Print the entries between the line holding "Object = yellow wooden boat" and the line holding "[278,357,394,416]", inclusive, reproducing each one as it appears.

==== Records for the task

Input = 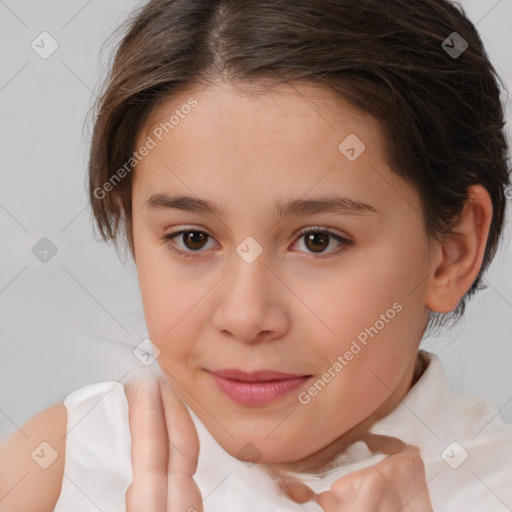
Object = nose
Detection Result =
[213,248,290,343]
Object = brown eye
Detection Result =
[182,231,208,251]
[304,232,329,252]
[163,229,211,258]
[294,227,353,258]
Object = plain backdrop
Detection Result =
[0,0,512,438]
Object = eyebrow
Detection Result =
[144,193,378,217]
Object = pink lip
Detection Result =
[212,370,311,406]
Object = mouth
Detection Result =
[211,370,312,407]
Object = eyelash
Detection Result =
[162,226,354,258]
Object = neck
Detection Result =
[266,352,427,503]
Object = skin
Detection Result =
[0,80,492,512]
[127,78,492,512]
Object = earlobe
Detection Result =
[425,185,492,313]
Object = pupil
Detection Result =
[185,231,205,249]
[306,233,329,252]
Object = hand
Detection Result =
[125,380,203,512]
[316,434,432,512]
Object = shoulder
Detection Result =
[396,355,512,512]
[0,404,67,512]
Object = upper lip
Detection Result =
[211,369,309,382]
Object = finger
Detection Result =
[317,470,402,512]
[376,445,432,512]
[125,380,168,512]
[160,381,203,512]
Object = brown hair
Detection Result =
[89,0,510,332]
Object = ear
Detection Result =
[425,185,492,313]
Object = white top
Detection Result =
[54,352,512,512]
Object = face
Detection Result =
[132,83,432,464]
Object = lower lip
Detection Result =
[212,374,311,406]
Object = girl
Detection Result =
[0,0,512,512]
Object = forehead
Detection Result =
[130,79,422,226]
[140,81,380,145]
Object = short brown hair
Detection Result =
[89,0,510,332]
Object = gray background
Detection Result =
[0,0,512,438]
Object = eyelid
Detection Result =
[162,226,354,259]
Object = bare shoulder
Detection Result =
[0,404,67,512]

========
==== Records for the task

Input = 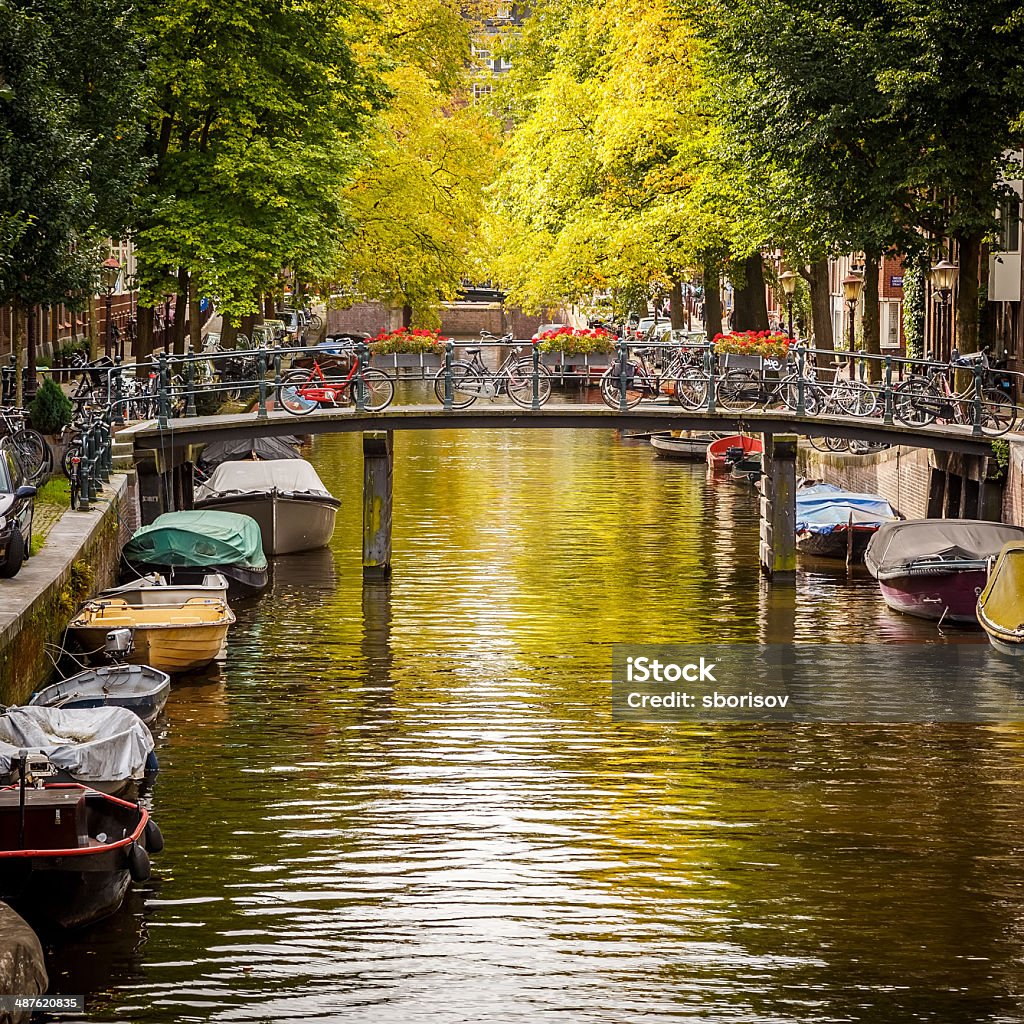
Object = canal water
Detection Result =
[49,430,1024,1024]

========
==== Records for the task

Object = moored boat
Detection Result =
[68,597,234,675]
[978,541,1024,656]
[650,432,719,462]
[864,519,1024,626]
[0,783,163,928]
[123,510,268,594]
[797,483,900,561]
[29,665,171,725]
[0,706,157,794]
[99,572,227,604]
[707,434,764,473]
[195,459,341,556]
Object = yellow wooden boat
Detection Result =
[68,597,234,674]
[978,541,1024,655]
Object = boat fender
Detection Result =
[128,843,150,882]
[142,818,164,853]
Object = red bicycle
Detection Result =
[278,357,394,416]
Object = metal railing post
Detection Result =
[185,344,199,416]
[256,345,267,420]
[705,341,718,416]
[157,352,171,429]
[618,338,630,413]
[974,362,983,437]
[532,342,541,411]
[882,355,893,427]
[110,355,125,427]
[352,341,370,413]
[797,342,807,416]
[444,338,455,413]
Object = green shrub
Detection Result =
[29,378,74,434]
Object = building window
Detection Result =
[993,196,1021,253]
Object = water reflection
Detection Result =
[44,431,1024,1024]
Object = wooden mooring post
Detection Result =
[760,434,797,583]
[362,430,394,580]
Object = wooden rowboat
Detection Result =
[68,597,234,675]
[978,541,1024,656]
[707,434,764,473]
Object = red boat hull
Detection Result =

========

#### Full output:
Object = yellow wooden boat
Detection Result =
[68,597,234,674]
[978,541,1024,655]
Object = boat fender
Detection Result =
[128,843,150,882]
[142,818,164,853]
Object = red bicycle
Detection Result =
[278,357,394,416]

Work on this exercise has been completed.